TEXTE À LIRE -
########
Il apprend sur le net comment fabriquer un engin explosif, comment l’actionner à distance. Ne reste plus que le choix du lieu. Ce sera ou le Café de France ou l’Argana à Marrakech. C’est là où l’on retrouve le plus de touristes étrangers se désaltérant et profitant de l’atmosphère carnavalesque de Jama’ el Fenaa.
L’objectif de Adil Al Etmani est de produire un attentat similaire à ceux de Londres, Madrid avec «l’effet d’un 11 septembre». Il confectionne «sa bombe» avec un puissant explosif, des clous, des débris de verre, tout ce qui peut tuer, les place dans deux cocottes-minutes, les met dans un sac et s’en va dès l’aube à Marrakech. On est mercredi 18 avril, touristes et autochtones profitent du printemps pour aller se balader dans ce haut lieu de tourisme culturel.
Déguisé en néo-hippie, avec une perruque, il se présente comme un client ordinaire, cheveux longs et sape de saison. Il commande à boire et reste près d’une heure sur la terrasse, se donnant l’air de quelqu’un qui profite de ses dernières heures sous le soleil éclatant d’un Maroc radieux. A un moment, il paye la note et s’en va. Laissant derrière lui le sac et les bombes.
C’est seulement à l’extérieur qu’il actionne sa machine à tuer. Semant la mort au premier étage de l’Argana. Le bilan est lourd : 14 morts sur le champ, puis deux autres, et enfin un mort plus tard. Au total 17 morts dont la majorité étrangers.
La police marocaine tombe sur les débris du portable ayant servi à faire exploser la charge. Heureusement que la puce est encore utilisable. C’est la traçabilité de ce portable qui permettra d’identifier le propriétaire. Le reste va de soi, du moment que Adil Al Etmani est connu de la police de son pays. Il est arrêté avec ses deux copains moins de dix jours après l’attentat. Il passe aux aveux et déclare avoir agi seul. Les deux copains étaient au courant de son projet, mais avaient refusé d’y participer parce qu’ils contestaient la légitimité d’un tel acte en terre d’Islam.
Même si AQMI a réfuté toute responsabilité dans cet acte, tout l’accuse : le cursus de l’auteur présumé, les motifs, le mode opératoire et l’objectif. On se souvient que quand les quatre touristes français avaient été tués en Mauritanie (24/12/2007), AQMI avait refusé d’endosser l’acte. Pourtant on saura plus tard que les auteurs du meurtre ont obéi à une directive de l’un des Emirs du groupe jihadiste. L’un des présumés assassins – aujourd’hui tous condamnés à mort – a d’ailleurs trouvé refuge dans le nord du Mali. Les deux autres ont été arrêtés en Guinée Bissau alors qu’ils tentaient de rallier le nord malien en passant par l’Algérie.
########
DONNÉES FOURNIES -
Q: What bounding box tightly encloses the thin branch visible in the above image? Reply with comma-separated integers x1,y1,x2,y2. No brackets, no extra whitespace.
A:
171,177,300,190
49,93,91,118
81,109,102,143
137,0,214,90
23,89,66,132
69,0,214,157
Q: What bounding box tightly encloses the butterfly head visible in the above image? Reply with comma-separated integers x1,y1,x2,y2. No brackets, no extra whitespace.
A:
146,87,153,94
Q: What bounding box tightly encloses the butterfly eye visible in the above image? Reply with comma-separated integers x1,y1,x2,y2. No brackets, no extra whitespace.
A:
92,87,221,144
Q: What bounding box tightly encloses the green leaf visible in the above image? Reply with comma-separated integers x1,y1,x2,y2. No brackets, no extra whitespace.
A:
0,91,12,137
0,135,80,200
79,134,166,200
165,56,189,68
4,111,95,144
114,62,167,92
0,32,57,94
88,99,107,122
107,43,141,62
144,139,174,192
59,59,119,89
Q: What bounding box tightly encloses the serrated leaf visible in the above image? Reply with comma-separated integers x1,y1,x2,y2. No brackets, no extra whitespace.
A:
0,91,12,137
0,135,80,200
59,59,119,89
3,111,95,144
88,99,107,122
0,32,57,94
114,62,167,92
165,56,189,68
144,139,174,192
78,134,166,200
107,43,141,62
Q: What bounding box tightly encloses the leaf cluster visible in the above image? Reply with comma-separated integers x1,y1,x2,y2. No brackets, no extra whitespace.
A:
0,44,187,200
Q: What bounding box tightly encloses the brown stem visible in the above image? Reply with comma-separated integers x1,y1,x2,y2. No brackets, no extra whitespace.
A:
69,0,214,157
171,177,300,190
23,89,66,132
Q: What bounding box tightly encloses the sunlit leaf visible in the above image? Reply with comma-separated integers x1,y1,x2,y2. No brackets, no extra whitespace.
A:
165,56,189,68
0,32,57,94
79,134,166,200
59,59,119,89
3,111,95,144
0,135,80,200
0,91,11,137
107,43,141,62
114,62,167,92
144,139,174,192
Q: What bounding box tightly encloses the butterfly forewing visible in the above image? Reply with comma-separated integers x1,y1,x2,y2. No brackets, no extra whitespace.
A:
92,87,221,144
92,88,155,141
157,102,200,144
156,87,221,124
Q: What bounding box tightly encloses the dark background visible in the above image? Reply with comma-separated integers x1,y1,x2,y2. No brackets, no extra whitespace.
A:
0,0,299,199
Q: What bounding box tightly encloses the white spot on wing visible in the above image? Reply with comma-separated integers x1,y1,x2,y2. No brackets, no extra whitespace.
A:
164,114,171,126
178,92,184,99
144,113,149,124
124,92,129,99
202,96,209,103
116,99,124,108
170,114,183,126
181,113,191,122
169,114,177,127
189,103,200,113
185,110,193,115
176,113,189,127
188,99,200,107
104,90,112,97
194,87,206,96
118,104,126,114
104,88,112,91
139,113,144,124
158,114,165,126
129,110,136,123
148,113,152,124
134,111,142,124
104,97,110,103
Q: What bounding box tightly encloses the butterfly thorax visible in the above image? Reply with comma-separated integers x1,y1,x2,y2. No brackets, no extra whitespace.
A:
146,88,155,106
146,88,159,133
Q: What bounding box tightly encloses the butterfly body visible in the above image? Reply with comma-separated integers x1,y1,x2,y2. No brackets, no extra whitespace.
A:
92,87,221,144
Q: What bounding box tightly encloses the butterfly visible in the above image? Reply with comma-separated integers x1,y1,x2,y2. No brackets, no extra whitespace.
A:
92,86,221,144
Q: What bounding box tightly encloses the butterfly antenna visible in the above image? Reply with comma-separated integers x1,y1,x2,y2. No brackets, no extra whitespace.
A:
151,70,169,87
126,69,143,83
########
TRAVAIL DEMANDÉ -
#1 Dites si chacune des affirmations suivantes concorde avec le texte sur l’attentat de Marrakech, en répondant par oui ou non et en citant les mots du texte qui tranchent.
(a) L’auteur a déclenché la bombe alors qu’il était encore assis sur la terrasse.
(b) Les deux amis de l’auteur savaient ce qu’il projetait.
(c) L’attentat a eu lieu un mercredi.
#2 Recopiez fidèlement le passage du texte sur l’attentat de Marrakech qui va de « Déguisé en néo-hippie, avec » à « la majorité étrangers. ».

CORRIGÉ -
#1
(a) Non : « C’est seulement à l’extérieur qu’il actionne sa machine à tuer. »
(b) Oui : « Les deux copains étaient au courant de son projet »
(c) Oui : « On est mercredi 18 avril »

#2
Déguisé en néo-hippie, avec une perruque, il se présente comme un client ordinaire, cheveux longs et sape de saison. Il commande à boire et reste près d’une heure sur la terrasse, se donnant l’air de quelqu’un qui profite de ses dernières heures sous le soleil éclatant d’un Maroc radieux. A un moment, il paye la note et s’en va. Laissant derrière lui le sac et les bombes.
C’est seulement à l’extérieur qu’il actionne sa machine à tuer. Semant la mort au premier étage de l’Argana. Le bilan est lourd : 14 morts sur le champ, puis deux autres, et enfin un mort plus tard. Au total 17 morts dont la majorité étrangers.